Goal of the exercise
Your output should be the line with "Where can you see the wispy" and all following lines of the data below, through the end, repeated exactly.

(Dataset items)
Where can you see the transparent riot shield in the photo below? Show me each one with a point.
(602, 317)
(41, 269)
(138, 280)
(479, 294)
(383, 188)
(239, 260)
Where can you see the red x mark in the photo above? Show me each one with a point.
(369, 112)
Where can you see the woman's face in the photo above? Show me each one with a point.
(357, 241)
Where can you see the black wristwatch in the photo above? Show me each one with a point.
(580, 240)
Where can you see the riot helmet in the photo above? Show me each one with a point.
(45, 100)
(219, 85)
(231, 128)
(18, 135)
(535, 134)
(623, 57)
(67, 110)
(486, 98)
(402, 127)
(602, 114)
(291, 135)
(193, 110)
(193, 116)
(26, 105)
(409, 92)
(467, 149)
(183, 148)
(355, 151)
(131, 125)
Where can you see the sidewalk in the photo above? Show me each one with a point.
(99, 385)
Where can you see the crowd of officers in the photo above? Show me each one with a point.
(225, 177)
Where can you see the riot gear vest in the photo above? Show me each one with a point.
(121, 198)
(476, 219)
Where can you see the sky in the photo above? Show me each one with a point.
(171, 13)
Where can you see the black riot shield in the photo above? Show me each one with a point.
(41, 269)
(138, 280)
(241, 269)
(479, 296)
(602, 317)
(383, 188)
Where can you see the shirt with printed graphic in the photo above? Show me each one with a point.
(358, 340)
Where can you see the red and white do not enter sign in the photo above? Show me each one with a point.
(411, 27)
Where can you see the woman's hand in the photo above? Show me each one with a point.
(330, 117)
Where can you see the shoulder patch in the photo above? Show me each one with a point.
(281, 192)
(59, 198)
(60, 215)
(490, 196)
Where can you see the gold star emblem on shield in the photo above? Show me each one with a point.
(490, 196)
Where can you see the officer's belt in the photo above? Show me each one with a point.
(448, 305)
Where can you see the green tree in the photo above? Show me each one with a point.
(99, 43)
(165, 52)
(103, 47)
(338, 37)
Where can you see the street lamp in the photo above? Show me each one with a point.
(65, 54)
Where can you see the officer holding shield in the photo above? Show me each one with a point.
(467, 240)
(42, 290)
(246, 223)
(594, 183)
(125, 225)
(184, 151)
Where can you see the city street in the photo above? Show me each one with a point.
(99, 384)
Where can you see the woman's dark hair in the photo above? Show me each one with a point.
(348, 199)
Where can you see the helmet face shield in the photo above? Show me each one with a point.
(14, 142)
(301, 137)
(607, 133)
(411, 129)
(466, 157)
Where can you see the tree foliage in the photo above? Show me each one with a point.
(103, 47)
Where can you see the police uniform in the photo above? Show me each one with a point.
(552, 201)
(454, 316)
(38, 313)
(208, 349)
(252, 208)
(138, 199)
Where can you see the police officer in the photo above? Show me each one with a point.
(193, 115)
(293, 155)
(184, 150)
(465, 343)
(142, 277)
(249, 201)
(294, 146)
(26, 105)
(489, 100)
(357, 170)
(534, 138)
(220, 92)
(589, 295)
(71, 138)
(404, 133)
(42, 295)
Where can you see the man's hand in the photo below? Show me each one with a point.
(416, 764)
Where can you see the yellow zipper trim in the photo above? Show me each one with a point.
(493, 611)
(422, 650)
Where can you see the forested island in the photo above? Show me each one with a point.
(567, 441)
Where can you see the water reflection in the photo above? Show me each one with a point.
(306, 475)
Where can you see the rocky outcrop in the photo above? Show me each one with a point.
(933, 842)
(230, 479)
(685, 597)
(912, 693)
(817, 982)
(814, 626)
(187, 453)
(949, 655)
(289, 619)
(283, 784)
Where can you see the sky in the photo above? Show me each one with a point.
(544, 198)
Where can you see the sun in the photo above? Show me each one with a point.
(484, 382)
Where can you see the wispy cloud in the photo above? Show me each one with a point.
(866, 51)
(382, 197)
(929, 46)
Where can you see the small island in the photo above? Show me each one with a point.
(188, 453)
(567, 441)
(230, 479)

Your solution
Where can you see the wispy cloud in the photo above? Show me each one with a point.
(866, 51)
(382, 197)
(929, 46)
Where can you see the small island in the photo above? Show me each one with a point.
(188, 453)
(567, 441)
(230, 479)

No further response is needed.